= Text passage =
☆ ☆ ☆
Alenia has fought an uphill battle to crack the U.S. market. Lockheed Martin first partnered with Alenia on the C-27J, only to abandon the program when it concluded it would compete with Lockheed’s four-engine C-130J. Then Boeing signed on as a partner, but it too withdrew its support. Eventually, Alenia partnered with L-3 and won a deal for up to 145 light battlefield transports valued at $6 billion, beating EADS’ C-295.

 

“We have two problems,” Giordo said. “First of all, the price that we have with the U.S. government is a very, very, low, low price because to win the competition we had to reduce the price. Second, the volume at the beginning was 145, then 78, then 38, now 21 with firm, fixed price. We are losing money.

 

“So, how can I allow the U.S. government to sell 21 airplanes they have in their inventory where I lose money and they also kill my international marketing?”

 

Sympathy for Alenia

 

But that stance does have its risks for Alenia Aermacchi, which stands to compete when the U.S. Air Force launches a new jet trainer competition in three years.
☆ ☆ ☆
= Data supplied =
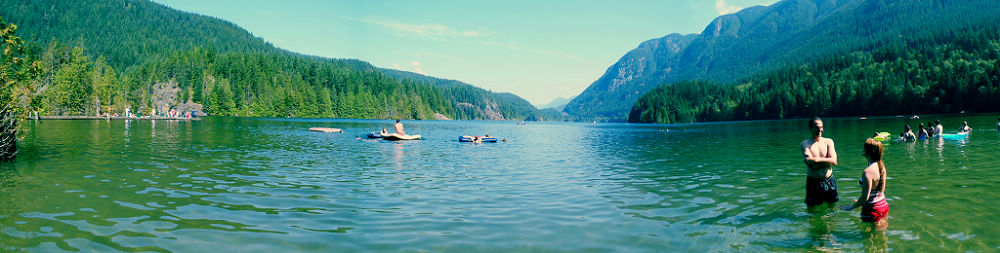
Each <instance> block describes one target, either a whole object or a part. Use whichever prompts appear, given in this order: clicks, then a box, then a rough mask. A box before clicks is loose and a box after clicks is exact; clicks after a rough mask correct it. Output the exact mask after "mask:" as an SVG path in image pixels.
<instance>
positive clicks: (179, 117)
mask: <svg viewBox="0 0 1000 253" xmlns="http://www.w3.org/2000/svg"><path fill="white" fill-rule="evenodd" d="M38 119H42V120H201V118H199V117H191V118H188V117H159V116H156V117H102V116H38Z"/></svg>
☆ ☆ ☆
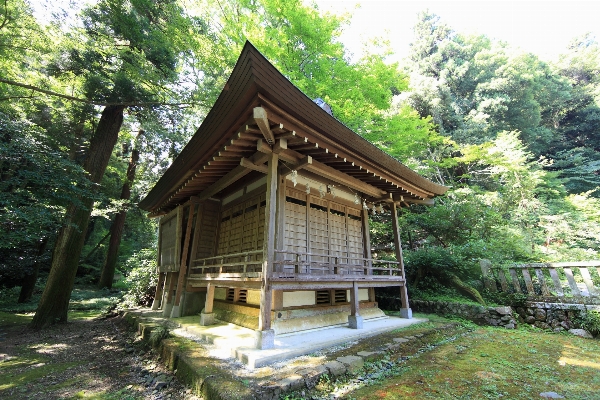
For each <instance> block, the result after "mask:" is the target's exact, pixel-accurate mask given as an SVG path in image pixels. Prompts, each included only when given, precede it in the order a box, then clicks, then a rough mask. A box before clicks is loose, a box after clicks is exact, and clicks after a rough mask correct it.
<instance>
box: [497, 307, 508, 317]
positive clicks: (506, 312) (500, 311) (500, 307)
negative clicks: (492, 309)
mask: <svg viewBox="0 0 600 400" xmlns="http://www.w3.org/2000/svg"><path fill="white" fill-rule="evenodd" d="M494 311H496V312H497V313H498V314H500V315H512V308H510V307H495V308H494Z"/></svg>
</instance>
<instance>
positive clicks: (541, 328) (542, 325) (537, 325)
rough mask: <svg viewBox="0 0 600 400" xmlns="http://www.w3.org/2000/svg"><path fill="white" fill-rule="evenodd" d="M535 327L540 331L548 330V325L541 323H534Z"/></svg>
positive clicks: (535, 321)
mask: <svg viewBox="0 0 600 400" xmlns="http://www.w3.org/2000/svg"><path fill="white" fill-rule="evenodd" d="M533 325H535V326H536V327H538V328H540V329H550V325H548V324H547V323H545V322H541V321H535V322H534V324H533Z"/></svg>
☆ ☆ ☆
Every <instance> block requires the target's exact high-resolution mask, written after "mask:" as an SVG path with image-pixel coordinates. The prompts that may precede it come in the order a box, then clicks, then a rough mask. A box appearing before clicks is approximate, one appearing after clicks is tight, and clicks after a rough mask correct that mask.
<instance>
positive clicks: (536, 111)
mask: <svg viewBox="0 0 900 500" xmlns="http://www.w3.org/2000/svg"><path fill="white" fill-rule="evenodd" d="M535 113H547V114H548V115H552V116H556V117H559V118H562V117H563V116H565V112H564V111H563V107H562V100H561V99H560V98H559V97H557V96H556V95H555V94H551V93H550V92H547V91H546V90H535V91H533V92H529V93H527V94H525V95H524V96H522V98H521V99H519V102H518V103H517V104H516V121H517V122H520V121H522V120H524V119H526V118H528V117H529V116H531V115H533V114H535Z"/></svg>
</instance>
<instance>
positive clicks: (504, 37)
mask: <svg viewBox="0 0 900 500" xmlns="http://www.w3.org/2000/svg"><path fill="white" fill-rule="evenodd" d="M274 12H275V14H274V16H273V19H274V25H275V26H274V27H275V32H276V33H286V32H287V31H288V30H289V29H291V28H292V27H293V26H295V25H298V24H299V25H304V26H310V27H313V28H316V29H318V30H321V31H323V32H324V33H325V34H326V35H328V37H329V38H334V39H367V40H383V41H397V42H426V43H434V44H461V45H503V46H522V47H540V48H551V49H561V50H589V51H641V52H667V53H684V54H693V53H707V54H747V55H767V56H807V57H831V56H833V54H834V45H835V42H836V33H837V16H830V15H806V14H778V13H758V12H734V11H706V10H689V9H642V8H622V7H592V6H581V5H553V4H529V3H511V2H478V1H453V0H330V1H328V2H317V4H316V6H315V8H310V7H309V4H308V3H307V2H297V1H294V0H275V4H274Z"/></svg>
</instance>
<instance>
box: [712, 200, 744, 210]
☆ ☆ ☆
= Tasks for this exercise =
A – From the article about Alenia's C-27J, return the passage starting at "Alenia has fought" and ending at "beating EADS’ C-295.".
B – According to the article about Alenia's C-27J, which competing aircraft did Alenia beat to win the deal with L-3?
C – Translate this sentence from the article about Alenia's C-27J into Spanish: "Then Boeing signed on as a partner, but it too withdrew its support."

= Written responses =
A –
Alenia has fought an uphill battle to crack the U.S. market. Lockheed Martin first partnered with Alenia on the C-27J, only to abandon the program when it concluded it would compete with Lockheed’s four-engine C-130J. Then Boeing signed on as a partner, but it too withdrew its support. Eventually, Alenia partnered with L-3 and won a deal for up to 145 light battlefield transports valued at $6 billion, beating EADS’ C-295.

B – EADS' C-295.

C – Luego Boeing se sumó como socio, pero también retiró su apoyo.